*What to do:* Search the entries below for the line containing "Mark the hillside"; from there to the end, return every line exactly and add nothing.

*Records:*

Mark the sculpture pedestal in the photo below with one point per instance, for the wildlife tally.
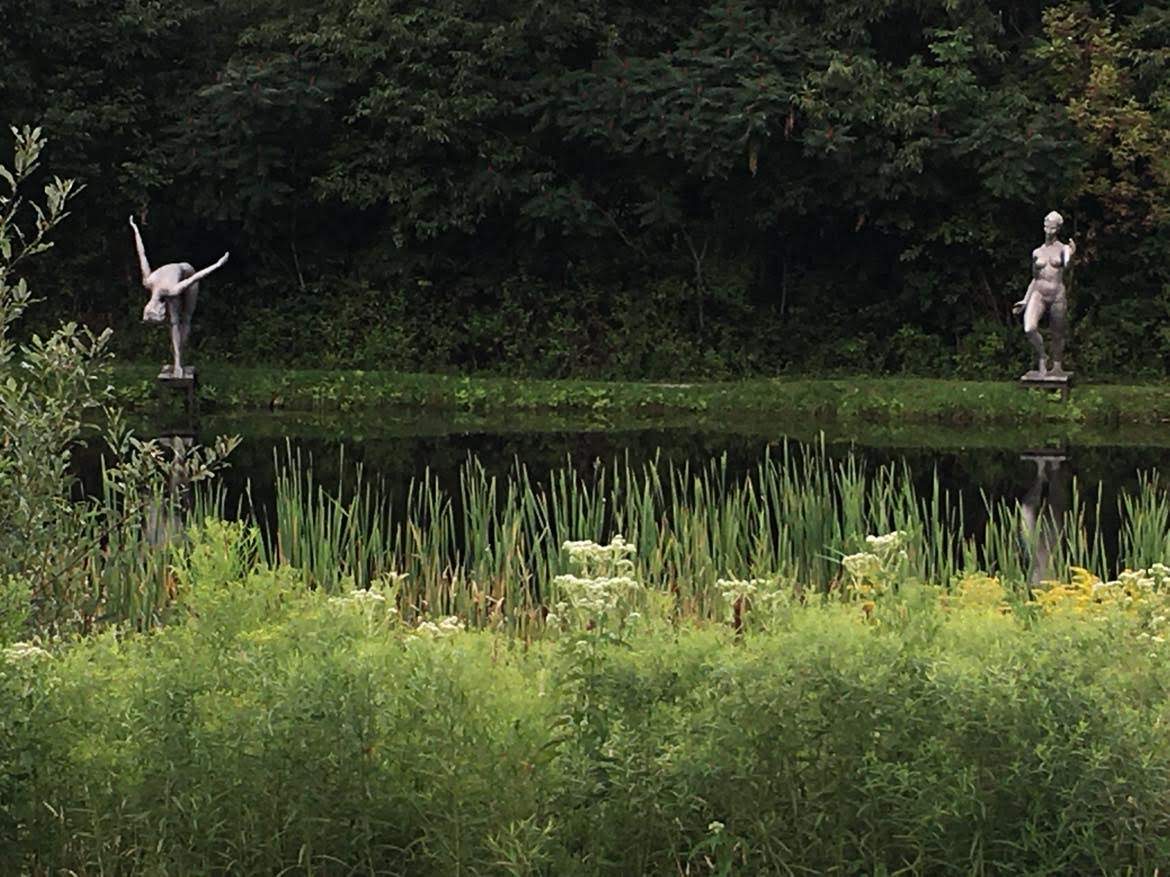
(1048, 380)
(186, 382)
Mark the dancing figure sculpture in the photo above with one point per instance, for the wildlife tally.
(1045, 297)
(173, 291)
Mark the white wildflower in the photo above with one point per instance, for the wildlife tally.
(26, 651)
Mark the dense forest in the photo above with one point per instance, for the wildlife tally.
(663, 188)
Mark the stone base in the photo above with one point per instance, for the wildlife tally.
(1048, 380)
(169, 375)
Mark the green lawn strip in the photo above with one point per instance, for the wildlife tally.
(892, 400)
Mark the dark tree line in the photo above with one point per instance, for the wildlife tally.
(604, 187)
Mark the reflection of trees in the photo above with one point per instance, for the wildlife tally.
(167, 506)
(1043, 511)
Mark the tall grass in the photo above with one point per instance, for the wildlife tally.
(489, 550)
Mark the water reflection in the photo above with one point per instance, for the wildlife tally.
(1043, 509)
(169, 503)
(976, 464)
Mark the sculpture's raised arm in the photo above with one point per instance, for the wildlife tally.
(198, 276)
(142, 250)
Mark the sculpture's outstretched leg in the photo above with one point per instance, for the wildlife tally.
(174, 311)
(1032, 315)
(143, 264)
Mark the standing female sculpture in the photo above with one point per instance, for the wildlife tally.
(173, 294)
(1045, 296)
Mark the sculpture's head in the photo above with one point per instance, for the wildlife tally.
(156, 308)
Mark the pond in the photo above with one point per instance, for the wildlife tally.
(398, 447)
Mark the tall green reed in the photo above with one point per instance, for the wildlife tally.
(490, 549)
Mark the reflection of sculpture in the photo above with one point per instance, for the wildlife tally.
(1043, 511)
(166, 506)
(173, 292)
(1045, 296)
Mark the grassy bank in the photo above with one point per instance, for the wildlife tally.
(846, 399)
(892, 727)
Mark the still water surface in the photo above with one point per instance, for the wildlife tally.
(398, 446)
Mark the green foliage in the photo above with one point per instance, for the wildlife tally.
(663, 191)
(281, 727)
(71, 561)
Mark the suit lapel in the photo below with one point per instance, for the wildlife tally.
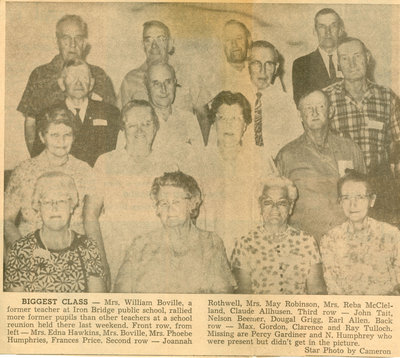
(87, 122)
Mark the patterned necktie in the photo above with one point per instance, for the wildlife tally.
(332, 71)
(258, 120)
(78, 120)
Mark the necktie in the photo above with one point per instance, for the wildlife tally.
(78, 121)
(332, 71)
(258, 121)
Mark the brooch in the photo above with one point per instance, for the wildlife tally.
(42, 253)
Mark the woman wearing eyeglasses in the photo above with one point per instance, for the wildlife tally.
(56, 131)
(179, 257)
(54, 258)
(275, 258)
(360, 257)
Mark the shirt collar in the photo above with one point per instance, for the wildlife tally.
(365, 228)
(309, 141)
(82, 109)
(57, 62)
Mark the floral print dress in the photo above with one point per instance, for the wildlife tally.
(277, 263)
(35, 268)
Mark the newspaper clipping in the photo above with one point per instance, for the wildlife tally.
(187, 178)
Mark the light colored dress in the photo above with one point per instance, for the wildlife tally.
(278, 264)
(196, 264)
(231, 192)
(22, 182)
(31, 266)
(365, 262)
(125, 188)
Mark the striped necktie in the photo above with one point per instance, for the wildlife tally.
(332, 71)
(78, 120)
(258, 121)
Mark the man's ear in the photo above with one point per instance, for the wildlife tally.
(61, 83)
(368, 56)
(249, 43)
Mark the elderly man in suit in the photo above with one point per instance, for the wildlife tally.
(319, 68)
(96, 124)
(42, 90)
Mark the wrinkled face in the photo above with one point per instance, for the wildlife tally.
(58, 139)
(275, 206)
(77, 81)
(235, 43)
(173, 206)
(230, 125)
(356, 201)
(162, 86)
(262, 67)
(156, 43)
(314, 111)
(328, 30)
(55, 209)
(139, 126)
(353, 60)
(71, 41)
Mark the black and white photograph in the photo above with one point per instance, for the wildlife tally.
(202, 148)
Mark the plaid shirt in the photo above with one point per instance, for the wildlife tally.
(374, 123)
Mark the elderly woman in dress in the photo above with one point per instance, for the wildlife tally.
(54, 258)
(275, 258)
(119, 208)
(179, 257)
(56, 131)
(360, 257)
(231, 170)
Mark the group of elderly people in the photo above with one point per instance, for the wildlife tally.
(160, 212)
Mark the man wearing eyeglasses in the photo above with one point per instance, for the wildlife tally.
(319, 68)
(177, 127)
(314, 162)
(42, 90)
(274, 113)
(157, 45)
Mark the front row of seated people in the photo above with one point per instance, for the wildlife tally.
(115, 213)
(359, 256)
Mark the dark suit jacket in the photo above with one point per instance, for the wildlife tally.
(97, 135)
(309, 73)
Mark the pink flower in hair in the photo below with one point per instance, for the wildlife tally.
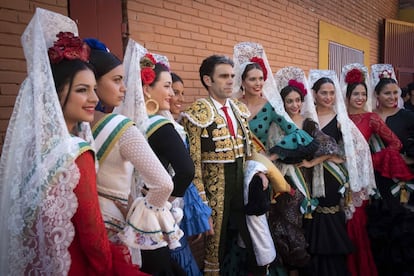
(260, 61)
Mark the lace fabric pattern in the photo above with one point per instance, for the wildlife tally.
(133, 106)
(37, 168)
(243, 52)
(376, 70)
(370, 99)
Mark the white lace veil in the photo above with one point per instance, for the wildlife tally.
(358, 156)
(133, 106)
(371, 98)
(243, 53)
(37, 169)
(376, 71)
(282, 77)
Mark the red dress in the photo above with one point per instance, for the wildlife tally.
(388, 163)
(91, 252)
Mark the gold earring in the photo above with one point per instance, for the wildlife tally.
(152, 106)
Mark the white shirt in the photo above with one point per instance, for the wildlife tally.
(229, 110)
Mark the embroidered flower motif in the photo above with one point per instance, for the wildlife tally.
(68, 46)
(385, 74)
(354, 76)
(260, 61)
(299, 86)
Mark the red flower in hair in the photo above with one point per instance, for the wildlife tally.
(299, 86)
(354, 76)
(385, 74)
(68, 46)
(260, 61)
(147, 75)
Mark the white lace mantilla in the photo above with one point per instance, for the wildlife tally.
(358, 156)
(37, 169)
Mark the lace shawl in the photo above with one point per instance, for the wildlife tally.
(358, 157)
(370, 104)
(282, 78)
(37, 167)
(376, 70)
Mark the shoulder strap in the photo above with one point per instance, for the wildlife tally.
(107, 131)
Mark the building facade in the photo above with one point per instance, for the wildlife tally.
(293, 33)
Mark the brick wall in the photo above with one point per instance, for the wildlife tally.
(14, 17)
(189, 30)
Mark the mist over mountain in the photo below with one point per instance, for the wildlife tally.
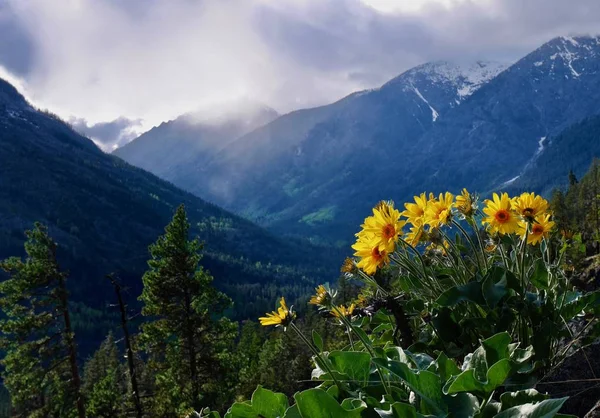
(440, 125)
(104, 213)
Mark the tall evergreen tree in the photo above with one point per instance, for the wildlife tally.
(40, 359)
(183, 337)
(104, 383)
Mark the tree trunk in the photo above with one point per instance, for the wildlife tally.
(70, 341)
(130, 363)
(192, 352)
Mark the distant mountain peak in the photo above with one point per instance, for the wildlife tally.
(10, 96)
(566, 56)
(461, 78)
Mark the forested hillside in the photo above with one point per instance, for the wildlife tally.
(104, 213)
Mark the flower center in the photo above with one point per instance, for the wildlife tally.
(502, 216)
(537, 229)
(377, 255)
(389, 231)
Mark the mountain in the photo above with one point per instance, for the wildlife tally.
(500, 131)
(575, 148)
(415, 133)
(316, 172)
(104, 213)
(177, 150)
(292, 171)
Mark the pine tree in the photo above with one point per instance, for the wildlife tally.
(104, 385)
(40, 358)
(184, 340)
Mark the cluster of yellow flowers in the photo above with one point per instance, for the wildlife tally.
(526, 215)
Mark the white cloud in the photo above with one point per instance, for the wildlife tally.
(156, 59)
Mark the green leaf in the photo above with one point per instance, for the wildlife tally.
(468, 292)
(464, 382)
(241, 410)
(497, 374)
(446, 367)
(462, 405)
(362, 336)
(398, 410)
(292, 412)
(539, 278)
(424, 383)
(496, 347)
(545, 409)
(510, 399)
(317, 340)
(354, 364)
(316, 403)
(269, 404)
(494, 286)
(581, 303)
(445, 325)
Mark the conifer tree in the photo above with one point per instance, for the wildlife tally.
(104, 385)
(184, 340)
(39, 354)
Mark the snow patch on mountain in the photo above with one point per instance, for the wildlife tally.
(434, 113)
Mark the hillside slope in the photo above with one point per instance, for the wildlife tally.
(104, 213)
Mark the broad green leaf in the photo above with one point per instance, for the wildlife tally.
(497, 374)
(292, 412)
(468, 292)
(241, 410)
(445, 325)
(398, 410)
(496, 347)
(424, 383)
(354, 364)
(494, 286)
(316, 403)
(490, 410)
(462, 405)
(269, 404)
(478, 362)
(446, 367)
(539, 278)
(510, 399)
(317, 340)
(362, 336)
(545, 409)
(464, 382)
(575, 307)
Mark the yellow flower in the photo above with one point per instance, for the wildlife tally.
(442, 249)
(500, 216)
(385, 225)
(321, 298)
(371, 257)
(465, 203)
(414, 211)
(439, 211)
(348, 266)
(282, 317)
(540, 229)
(362, 301)
(529, 206)
(347, 312)
(415, 236)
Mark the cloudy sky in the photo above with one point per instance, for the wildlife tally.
(117, 67)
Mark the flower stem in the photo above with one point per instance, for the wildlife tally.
(316, 353)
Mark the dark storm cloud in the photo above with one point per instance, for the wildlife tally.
(156, 59)
(108, 135)
(16, 48)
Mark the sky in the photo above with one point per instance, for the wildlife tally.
(116, 68)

*Exercise output:*
Mark the hillside slope in the photo above with one point per instance, for the wildlife tally.
(104, 213)
Mark the broad green leaf in the photo above with one point per instance, for the wildlife tally.
(497, 374)
(292, 412)
(468, 292)
(241, 410)
(445, 325)
(398, 410)
(496, 347)
(424, 383)
(354, 364)
(494, 286)
(316, 403)
(490, 410)
(462, 405)
(269, 404)
(478, 362)
(446, 367)
(539, 278)
(510, 399)
(317, 340)
(362, 336)
(545, 409)
(464, 382)
(575, 307)
Mark the yellow flower in the photo above with one point per instance, for the wildlife tally.
(442, 249)
(500, 216)
(385, 225)
(321, 298)
(371, 257)
(465, 203)
(414, 211)
(439, 211)
(348, 266)
(282, 317)
(540, 229)
(362, 301)
(529, 206)
(347, 312)
(415, 236)
Mark the cloudy sky in the photo above with one point per instance, for the wildlife tally.
(117, 67)
Mark the flower stem in the photo above with one point per instance, for the wildlife tally.
(316, 353)
Mark the dark storm cloud in the photo above with one point per instance, for the wildlife tally.
(156, 59)
(108, 135)
(16, 48)
Mark the sky in the photo above with one point per instance, for the wildlife tally.
(116, 68)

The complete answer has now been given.